*DIRECTION*. Please turn the material below into a numbered list with one line per item, leaving out any blank lines and the pictures.

────

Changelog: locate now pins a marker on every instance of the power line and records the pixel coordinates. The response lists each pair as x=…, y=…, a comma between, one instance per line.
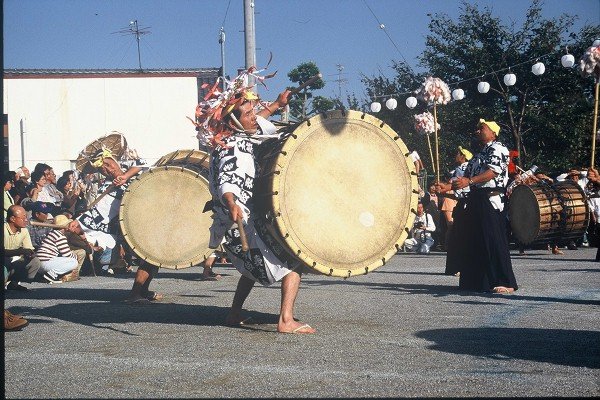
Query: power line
x=478, y=77
x=383, y=28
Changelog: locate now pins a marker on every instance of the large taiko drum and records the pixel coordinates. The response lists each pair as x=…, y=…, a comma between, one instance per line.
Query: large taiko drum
x=543, y=213
x=339, y=193
x=161, y=214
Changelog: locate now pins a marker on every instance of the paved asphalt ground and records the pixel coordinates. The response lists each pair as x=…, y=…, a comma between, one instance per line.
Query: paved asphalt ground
x=402, y=331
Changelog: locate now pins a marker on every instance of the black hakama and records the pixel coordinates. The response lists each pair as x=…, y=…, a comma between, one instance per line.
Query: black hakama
x=486, y=262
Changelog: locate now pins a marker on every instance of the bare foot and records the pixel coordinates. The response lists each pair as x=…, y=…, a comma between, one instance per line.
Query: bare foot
x=294, y=327
x=237, y=320
x=209, y=275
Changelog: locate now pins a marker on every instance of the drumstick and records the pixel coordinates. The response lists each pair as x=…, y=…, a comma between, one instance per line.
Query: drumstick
x=243, y=237
x=48, y=225
x=108, y=189
x=310, y=81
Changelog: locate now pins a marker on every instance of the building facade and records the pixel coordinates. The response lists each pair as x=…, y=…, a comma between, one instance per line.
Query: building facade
x=51, y=115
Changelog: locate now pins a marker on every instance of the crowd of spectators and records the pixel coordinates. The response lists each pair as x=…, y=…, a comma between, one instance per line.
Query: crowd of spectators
x=43, y=241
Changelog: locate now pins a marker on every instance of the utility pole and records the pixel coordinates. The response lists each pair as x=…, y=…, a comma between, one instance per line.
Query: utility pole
x=249, y=37
x=339, y=80
x=23, y=131
x=222, y=42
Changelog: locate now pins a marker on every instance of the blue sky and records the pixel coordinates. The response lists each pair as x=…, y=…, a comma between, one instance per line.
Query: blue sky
x=184, y=33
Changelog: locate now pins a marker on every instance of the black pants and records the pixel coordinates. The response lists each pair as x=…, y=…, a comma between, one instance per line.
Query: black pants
x=486, y=257
x=456, y=245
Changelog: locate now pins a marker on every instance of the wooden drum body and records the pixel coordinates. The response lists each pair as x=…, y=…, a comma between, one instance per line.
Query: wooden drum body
x=339, y=193
x=542, y=213
x=161, y=214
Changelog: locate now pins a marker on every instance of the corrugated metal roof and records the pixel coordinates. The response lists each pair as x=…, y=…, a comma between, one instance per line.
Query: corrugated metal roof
x=82, y=73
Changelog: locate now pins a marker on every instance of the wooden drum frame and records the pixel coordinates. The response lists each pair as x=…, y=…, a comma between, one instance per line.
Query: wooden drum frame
x=541, y=213
x=339, y=194
x=161, y=214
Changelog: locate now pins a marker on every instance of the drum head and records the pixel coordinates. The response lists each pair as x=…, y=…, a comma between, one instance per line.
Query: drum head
x=524, y=214
x=344, y=193
x=162, y=220
x=196, y=160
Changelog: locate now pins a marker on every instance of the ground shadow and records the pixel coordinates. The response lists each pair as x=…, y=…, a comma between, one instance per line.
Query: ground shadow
x=119, y=315
x=410, y=273
x=434, y=290
x=556, y=259
x=447, y=290
x=555, y=346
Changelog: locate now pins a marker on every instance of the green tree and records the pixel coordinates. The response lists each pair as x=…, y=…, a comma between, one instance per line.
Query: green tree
x=543, y=117
x=299, y=104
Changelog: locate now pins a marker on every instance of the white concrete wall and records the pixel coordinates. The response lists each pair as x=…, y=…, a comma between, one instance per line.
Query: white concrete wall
x=63, y=115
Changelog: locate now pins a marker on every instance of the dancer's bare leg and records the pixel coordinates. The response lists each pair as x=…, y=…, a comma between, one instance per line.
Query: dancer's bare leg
x=242, y=291
x=290, y=285
x=208, y=272
x=141, y=283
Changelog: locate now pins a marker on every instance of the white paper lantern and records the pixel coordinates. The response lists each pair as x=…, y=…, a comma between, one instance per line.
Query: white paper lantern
x=458, y=94
x=483, y=87
x=568, y=60
x=375, y=107
x=510, y=79
x=538, y=68
x=411, y=102
x=391, y=104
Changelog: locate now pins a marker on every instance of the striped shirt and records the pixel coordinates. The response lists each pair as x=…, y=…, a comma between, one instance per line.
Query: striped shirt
x=14, y=241
x=54, y=245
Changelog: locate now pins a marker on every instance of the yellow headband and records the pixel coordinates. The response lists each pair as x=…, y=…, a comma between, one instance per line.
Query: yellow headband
x=468, y=155
x=99, y=161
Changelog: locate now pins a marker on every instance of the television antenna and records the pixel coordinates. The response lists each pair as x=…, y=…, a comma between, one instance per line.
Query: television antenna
x=340, y=80
x=134, y=29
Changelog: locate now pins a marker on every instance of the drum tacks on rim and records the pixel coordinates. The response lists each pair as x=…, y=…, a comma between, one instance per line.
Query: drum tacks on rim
x=161, y=212
x=339, y=193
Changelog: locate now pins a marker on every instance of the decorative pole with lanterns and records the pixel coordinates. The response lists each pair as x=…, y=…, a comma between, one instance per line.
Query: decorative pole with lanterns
x=589, y=65
x=435, y=91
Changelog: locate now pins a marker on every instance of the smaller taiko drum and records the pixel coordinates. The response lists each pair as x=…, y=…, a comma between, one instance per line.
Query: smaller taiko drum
x=543, y=213
x=161, y=214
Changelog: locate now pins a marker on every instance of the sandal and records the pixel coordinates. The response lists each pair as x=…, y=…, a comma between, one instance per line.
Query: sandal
x=212, y=276
x=154, y=296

────

*EXERCISE SOLUTION*.
1. Changelog: locate now pins a marker on every instance of the power line and records the pixel coordinates. The response lists each pair as x=…, y=…, a comma between, one instance per line.
2. Query: power line
3. x=478, y=77
4. x=383, y=28
5. Changelog: locate now pins a marker on every instance of the large taiko drum and records the pixel coordinates. The response lists each pair as x=…, y=…, a comma between, one instance per line.
6. Query: large taiko drum
7. x=543, y=213
8. x=339, y=193
9. x=161, y=214
10. Changelog: locate now pins a marker on every instance of the paved asphalt ground and records the pixel coordinates. The response lists each pair as x=…, y=…, a comma between, one instance per line.
11. Query: paved asphalt ground
12. x=402, y=331
13. Changelog: locate now pins a marker on every instance of the black hakama and records the pixel coordinates. The response lists each pair as x=…, y=…, a comma between, one instance per line.
14. Query: black hakama
15. x=486, y=262
16. Changelog: locate now pins a marker on every instance of the bare foot and records the pixel coordinates. The response lists each pair as x=…, y=…, a comma between, one instance per line.
17. Query: bare foot
18. x=294, y=327
19. x=237, y=320
20. x=209, y=275
21. Changelog: locate now pins a marker on every instance of the drumstick and records the pixel coordinates. The response lists each pair as x=…, y=…, a comma between, one instance per line.
22. Query: drumstick
23. x=243, y=237
24. x=48, y=225
25. x=108, y=189
26. x=310, y=81
27. Changelog: locate now pins a marker on every instance of the building facade and records the pixel coordinates. The response lists each pair as x=…, y=…, a comma between, one instance per line.
28. Query: building facade
29. x=51, y=115
30. Changelog: locate now pins a marker on every instance of the crowd of spectators and records the pixel coordinates. The response lists each pair as x=…, y=…, a comma between, one instance per line.
31. Query: crowd of spectators
32. x=43, y=241
33. Changelog: locate now pins a marker on every instance of the utility pole and records the pixel coordinates. The response lists each pair as x=…, y=…, a comma between, one instance per line.
34. Query: utility pole
35. x=249, y=37
36. x=339, y=80
37. x=23, y=131
38. x=222, y=42
39. Changelog: locate now pins a marker on every instance of the blue sky and records the pixel coordinates. The response lists each pair as x=…, y=…, a comma between, one instance per line.
40. Query: blue sky
41. x=184, y=33
42. Changelog: locate now pins a marker on every instance of the black pants and records the pixel coordinates. The response lists each pair as x=…, y=…, a comma between, one instance per line.
43. Query: black pants
44. x=486, y=257
45. x=456, y=245
46. Changelog: locate now pins a marker on every instance of the wooden drum body and records the pixel coordinates. The response lists each pair as x=…, y=…, a comma between, one instance per line.
47. Query: wooden drum body
48. x=339, y=193
49. x=542, y=213
50. x=161, y=214
51. Changelog: locate now pins a marker on every instance of the corrugated metal roof and records the pixel coordinates. The response lists each pair as x=…, y=…, a comma between, one instance per line.
52. Query: corrugated metal roof
53. x=82, y=73
54. Changelog: locate now pins a marker on every instance of the wooden drum frame and records the pixel coordinates. The response lists each pair as x=…, y=…, a comma between, one instance per line.
55. Query: wooden drum frame
56. x=541, y=213
57. x=339, y=194
58. x=161, y=214
59. Changelog: locate now pins a marker on every instance of the drum head and records the pixel coordinates. The response lists each pair as x=…, y=…, a comma between, one instance per line.
60. Query: drum head
61. x=524, y=214
62. x=344, y=193
63. x=162, y=220
64. x=196, y=160
65. Changelog: locate now pins a marker on every instance of the ground shadow and records the pixel coordinates. The response lists each pair as x=…, y=…, a comma between, one instance per line.
66. Query: ground shadow
67. x=119, y=315
68. x=410, y=273
69. x=434, y=290
70. x=556, y=259
71. x=447, y=290
72. x=555, y=346
73. Changelog: locate now pins a marker on every instance of the green tree and records the pixel coordinates. The response lists each pair as x=…, y=…, a comma between, one instance per line.
74. Query: green tree
75. x=543, y=117
76. x=299, y=104
77. Changelog: locate now pins a marker on every instance of the white concrete wall and records the pixel coordinates. The response lists each pair as x=…, y=…, a comma between, one instance per line.
78. Query: white concrete wall
79. x=63, y=115
80. Changelog: locate now pins a marker on every instance of the dancer's bare leg and records the pixel coordinates. The response lists each pair as x=…, y=…, a comma between, one instance per line.
81. Query: dancer's bare leg
82. x=242, y=291
83. x=290, y=285
84. x=208, y=272
85. x=141, y=283
86. Changelog: locate now pins a marker on every instance of the white paper lantern and records the pixel coordinates. The response lists each pair as x=…, y=…, a comma between, one instance per line.
87. Query: white paper lantern
88. x=458, y=94
89. x=483, y=87
90. x=568, y=60
91. x=375, y=107
92. x=510, y=79
93. x=538, y=68
94. x=411, y=102
95. x=391, y=104
96. Changelog: locate now pins a marker on every instance of the striped shirt and records the pixel coordinates. The response lists each pair as x=…, y=…, a comma between, one instance per line.
97. Query: striped shirt
98. x=14, y=241
99. x=54, y=245
100. Changelog: locate now pins a marker on every instance of the yellow headband and records the pixel coordinates. The response lists each pair as x=…, y=…, a comma between, one instance per line.
101. Query: yellow headband
102. x=468, y=155
103. x=99, y=161
104. Changelog: locate now pins a marker on every instance of the television antenna and records the pixel coordinates. The response lists each pair as x=…, y=…, a comma between, one instance per line.
105. Query: television antenna
106. x=340, y=80
107. x=134, y=29
108. Changelog: locate now pins a marker on every instance of the drum tacks on rim and records the pixel coordinates. The response lists each pair as x=…, y=…, a comma between, one instance per line.
109. Query: drum tacks on rim
110. x=161, y=212
111. x=339, y=193
112. Changelog: locate now pins a marker on every instance of the decorative pole with lanterns and records the pixel coordinates. The response lists each pair as x=…, y=…, a comma between, one instance per line.
113. Query: decorative pole with lanterns
114. x=589, y=65
115. x=435, y=91
116. Changelog: locate now pins a marker on every instance of the smaller taiko drum and records the pixel coordinates. The response lists each pair as x=…, y=…, a comma between, one instance per line.
117. Query: smaller taiko drum
118. x=543, y=213
119. x=161, y=214
120. Changelog: locate now pins a marker on every instance of the sandal and records the pixel coordinates. The response lists each pair as x=…, y=…, a comma between, one instance per line.
121. Query: sandal
122. x=212, y=276
123. x=154, y=296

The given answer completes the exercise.